Find all lines in the records that include the word "glass", and copy them out.
┌─ Task inputs
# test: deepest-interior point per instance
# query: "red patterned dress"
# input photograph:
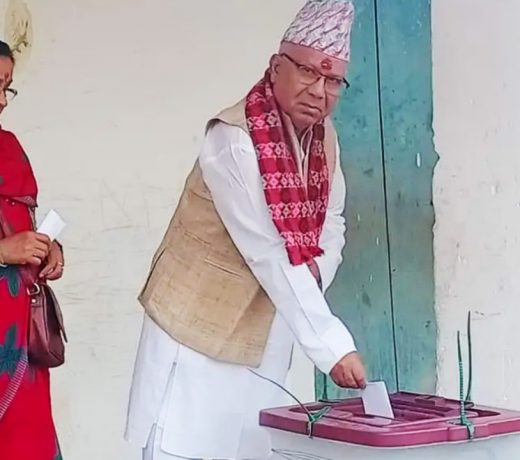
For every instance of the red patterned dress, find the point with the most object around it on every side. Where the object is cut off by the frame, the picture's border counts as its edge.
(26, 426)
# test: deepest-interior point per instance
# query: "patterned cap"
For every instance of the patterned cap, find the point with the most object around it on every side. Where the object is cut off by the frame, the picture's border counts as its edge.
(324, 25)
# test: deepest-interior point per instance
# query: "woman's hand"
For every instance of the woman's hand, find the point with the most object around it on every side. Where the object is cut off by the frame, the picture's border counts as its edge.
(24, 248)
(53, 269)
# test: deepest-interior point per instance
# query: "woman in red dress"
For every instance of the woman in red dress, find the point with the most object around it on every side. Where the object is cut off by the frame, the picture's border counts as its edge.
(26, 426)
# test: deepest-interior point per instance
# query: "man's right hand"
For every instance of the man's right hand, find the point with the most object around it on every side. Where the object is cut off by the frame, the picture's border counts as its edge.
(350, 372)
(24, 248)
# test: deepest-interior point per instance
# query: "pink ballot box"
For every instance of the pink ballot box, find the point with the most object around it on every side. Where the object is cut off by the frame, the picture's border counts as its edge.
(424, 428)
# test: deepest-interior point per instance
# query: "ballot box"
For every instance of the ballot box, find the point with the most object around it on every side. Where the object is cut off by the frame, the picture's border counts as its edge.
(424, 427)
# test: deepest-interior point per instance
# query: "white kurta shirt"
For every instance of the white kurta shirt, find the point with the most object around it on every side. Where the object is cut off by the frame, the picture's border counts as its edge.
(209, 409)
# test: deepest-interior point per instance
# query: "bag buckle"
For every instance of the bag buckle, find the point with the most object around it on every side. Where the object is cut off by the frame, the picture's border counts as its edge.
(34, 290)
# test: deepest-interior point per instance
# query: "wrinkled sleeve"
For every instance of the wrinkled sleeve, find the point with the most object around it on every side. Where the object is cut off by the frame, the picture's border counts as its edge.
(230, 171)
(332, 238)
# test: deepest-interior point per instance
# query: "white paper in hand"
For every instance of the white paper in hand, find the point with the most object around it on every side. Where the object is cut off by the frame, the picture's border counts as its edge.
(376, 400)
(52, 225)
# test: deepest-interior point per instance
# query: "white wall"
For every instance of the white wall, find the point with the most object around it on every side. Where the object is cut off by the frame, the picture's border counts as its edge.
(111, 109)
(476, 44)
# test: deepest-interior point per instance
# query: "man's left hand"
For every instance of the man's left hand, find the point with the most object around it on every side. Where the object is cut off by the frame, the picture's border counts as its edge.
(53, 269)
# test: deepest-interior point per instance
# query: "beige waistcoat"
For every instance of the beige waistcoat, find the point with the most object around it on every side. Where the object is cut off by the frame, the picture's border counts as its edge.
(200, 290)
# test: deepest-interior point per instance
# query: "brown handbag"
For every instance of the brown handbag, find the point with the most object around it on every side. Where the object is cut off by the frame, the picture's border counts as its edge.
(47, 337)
└─
┌─ Task inputs
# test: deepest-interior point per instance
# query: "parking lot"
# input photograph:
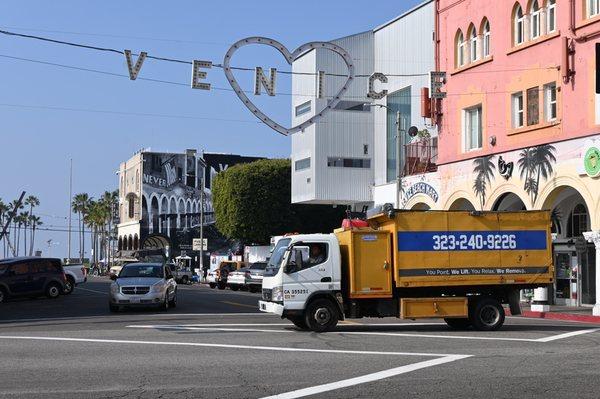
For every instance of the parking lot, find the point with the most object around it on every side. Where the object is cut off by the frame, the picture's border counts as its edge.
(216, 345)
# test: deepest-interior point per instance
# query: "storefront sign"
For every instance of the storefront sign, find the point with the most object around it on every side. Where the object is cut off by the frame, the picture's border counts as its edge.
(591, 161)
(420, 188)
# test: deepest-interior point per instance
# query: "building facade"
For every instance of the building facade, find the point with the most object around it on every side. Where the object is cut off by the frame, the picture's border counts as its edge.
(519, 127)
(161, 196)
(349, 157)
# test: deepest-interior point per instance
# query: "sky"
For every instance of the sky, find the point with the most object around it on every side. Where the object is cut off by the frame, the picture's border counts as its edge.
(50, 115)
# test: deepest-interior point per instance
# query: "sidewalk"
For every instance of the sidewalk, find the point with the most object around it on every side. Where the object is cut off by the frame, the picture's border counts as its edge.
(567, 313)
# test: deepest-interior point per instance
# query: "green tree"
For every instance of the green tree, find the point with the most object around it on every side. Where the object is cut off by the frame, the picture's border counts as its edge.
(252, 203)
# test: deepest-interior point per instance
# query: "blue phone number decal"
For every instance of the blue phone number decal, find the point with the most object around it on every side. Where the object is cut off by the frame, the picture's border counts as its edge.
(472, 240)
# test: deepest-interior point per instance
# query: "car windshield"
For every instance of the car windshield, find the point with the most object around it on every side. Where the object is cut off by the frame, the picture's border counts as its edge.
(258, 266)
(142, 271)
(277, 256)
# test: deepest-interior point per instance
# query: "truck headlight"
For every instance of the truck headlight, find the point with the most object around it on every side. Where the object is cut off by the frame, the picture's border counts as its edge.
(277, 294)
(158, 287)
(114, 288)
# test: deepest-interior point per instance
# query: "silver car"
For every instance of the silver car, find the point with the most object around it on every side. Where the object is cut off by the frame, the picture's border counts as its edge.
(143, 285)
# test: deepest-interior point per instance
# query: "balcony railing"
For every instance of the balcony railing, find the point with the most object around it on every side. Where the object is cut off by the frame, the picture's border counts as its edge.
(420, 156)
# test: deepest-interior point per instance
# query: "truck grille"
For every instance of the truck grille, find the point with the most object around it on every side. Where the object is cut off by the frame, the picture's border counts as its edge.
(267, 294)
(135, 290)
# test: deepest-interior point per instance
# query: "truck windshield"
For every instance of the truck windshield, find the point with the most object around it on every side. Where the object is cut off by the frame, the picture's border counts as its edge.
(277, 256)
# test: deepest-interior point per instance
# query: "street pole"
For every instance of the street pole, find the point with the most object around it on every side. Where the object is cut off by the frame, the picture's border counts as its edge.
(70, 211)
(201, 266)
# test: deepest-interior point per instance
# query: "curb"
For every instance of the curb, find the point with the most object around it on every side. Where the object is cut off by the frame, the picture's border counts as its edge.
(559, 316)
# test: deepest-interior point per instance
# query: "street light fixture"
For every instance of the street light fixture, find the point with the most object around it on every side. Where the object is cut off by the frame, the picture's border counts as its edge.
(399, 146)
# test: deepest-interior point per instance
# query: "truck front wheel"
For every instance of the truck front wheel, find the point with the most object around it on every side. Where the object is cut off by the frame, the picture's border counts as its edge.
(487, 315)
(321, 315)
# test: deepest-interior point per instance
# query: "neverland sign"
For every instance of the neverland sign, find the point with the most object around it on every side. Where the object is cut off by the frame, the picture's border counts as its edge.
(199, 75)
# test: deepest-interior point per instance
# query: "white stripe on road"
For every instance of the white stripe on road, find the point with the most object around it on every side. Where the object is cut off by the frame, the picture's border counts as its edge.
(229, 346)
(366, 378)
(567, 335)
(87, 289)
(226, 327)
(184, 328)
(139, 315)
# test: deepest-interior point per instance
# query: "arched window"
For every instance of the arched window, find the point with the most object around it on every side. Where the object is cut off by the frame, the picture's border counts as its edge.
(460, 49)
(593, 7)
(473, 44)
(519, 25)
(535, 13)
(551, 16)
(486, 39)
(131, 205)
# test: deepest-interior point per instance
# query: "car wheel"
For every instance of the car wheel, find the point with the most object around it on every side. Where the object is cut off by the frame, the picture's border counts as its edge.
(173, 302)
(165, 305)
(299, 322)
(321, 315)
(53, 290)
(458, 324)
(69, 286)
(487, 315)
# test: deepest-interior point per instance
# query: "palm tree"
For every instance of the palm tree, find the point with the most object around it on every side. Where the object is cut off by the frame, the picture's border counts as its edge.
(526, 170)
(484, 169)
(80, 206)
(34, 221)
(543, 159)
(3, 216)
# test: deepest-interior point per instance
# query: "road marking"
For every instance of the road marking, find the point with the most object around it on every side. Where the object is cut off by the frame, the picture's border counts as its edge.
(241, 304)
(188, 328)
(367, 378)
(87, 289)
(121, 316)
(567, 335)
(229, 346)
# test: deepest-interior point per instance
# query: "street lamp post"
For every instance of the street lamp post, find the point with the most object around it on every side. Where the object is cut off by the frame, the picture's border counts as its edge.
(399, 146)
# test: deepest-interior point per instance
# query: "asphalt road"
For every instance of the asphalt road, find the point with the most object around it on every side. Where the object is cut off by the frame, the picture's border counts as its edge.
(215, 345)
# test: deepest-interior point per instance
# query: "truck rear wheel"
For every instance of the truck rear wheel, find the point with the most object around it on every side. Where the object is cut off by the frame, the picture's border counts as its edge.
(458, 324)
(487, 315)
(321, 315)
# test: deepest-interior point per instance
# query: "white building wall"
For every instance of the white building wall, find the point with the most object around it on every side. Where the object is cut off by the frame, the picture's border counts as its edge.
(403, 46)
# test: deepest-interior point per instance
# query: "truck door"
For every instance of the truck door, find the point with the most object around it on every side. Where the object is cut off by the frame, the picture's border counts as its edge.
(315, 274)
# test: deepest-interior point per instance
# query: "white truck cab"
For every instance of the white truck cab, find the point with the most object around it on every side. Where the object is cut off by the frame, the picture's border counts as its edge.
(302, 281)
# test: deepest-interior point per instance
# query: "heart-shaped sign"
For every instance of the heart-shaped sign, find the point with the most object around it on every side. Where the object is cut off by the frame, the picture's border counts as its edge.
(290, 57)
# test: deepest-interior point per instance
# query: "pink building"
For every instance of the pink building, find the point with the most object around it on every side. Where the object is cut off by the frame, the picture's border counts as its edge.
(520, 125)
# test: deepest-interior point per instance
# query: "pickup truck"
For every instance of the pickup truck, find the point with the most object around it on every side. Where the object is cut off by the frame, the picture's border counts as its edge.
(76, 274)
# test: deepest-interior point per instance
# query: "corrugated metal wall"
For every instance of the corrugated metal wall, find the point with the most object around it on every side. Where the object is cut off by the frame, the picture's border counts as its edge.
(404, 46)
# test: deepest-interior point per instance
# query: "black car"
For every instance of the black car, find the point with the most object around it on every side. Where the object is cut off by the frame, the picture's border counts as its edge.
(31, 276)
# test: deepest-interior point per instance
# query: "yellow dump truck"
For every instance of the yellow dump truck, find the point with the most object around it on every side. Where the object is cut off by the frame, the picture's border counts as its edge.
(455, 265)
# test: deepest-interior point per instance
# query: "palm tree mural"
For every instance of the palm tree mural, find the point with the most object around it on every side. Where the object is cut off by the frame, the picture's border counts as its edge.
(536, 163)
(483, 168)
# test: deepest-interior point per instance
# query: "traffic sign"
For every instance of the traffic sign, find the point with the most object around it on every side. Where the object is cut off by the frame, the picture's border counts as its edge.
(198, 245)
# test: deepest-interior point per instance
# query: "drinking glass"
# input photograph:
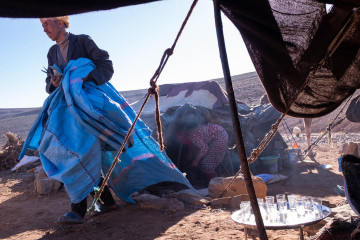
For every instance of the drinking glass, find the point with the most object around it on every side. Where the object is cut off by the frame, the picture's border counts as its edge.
└─
▸ Solution below
# query: "drinking glass"
For every instance of the drinking glass, find the point with the most object around it on every side. Where the object is cut off by the frame, the picture's border counts as its edge.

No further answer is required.